→ **WORK ORDER**
Lines containing the word "coordinates" are to be copied from the data below.

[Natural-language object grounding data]
= Beginning of Section =

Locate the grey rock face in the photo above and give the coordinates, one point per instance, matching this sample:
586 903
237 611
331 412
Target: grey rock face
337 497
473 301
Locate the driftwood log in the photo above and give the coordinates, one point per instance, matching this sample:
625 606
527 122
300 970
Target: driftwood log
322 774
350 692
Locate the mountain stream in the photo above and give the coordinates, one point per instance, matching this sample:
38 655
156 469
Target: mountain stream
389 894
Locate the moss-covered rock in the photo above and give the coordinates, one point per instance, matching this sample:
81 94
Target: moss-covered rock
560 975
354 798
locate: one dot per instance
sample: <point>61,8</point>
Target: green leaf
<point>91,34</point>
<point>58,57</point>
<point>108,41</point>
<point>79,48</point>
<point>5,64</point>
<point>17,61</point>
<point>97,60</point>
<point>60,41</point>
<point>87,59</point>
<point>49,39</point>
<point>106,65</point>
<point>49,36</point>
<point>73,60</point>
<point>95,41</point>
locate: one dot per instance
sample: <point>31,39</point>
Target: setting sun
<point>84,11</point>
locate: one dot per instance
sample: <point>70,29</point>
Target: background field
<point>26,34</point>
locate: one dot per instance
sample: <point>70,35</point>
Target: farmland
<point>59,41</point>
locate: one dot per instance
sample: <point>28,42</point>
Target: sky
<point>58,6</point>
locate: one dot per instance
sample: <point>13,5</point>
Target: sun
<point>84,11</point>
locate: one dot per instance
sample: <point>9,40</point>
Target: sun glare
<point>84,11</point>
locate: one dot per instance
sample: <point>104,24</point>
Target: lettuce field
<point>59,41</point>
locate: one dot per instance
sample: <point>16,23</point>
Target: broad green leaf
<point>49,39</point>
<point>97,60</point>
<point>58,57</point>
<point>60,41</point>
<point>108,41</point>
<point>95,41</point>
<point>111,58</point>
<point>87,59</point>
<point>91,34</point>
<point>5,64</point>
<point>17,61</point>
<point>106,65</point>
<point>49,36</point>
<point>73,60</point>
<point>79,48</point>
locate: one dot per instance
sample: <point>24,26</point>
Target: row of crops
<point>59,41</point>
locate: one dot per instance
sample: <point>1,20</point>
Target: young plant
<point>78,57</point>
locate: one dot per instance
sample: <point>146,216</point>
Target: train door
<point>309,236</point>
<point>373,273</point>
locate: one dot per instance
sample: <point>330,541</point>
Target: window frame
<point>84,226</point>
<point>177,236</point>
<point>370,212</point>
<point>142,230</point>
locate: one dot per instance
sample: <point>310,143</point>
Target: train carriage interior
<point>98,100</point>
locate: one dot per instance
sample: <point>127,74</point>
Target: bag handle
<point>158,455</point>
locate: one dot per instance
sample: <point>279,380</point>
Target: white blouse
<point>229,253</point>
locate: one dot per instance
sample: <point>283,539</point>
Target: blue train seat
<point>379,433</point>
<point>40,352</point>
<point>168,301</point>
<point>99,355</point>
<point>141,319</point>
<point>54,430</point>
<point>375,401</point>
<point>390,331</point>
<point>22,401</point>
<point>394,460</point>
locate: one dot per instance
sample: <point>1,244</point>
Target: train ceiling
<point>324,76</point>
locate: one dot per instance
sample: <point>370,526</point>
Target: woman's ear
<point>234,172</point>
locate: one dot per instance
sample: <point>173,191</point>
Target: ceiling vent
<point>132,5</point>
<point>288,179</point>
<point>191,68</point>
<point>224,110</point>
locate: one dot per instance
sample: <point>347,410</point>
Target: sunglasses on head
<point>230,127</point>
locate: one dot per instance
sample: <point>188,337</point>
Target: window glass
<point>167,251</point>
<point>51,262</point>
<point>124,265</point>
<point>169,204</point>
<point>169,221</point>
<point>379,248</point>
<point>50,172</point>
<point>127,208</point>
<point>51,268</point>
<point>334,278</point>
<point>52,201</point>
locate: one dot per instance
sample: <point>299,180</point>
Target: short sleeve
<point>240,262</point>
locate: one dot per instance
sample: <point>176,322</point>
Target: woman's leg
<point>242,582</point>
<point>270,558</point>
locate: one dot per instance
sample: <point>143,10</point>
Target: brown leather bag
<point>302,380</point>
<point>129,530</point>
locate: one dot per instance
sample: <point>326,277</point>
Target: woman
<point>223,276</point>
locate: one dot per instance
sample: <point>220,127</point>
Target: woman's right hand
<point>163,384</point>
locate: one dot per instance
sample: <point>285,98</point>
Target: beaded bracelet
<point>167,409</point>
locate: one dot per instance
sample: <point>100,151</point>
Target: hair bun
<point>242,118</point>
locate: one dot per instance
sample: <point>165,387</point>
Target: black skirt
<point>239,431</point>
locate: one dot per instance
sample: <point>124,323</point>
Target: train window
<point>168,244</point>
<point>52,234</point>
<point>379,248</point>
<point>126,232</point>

= End of Section =

→ **SOLUTION TO THE PROBLEM**
Locate the grey rock face in the photo above and give the coordinates, one point per instance, matching this sample:
Locate the driftwood log in the photo above and give the coordinates, one point per instance, matching this sample:
Locate the mountain stream in the photo above and give the coordinates, one point per instance, matching this sample:
Locate the moss-covered rock in the photo above and give the coordinates, one point per instance, matching this sample:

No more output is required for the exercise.